+++ THE DATA +++
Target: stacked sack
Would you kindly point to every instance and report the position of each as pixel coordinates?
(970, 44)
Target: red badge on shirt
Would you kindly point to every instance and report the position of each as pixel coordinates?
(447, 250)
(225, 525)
+++
THE PROBLEM → Retype every line of the listing above without changing anything.

ANSWER BELOW →
Target: stacked sack
Would you kindly point to every instance and report the position of each as pixel coordinates?
(970, 44)
Target: red badge on shirt
Would you kindly point to every instance and report the position of each as pixel coordinates?
(447, 250)
(225, 525)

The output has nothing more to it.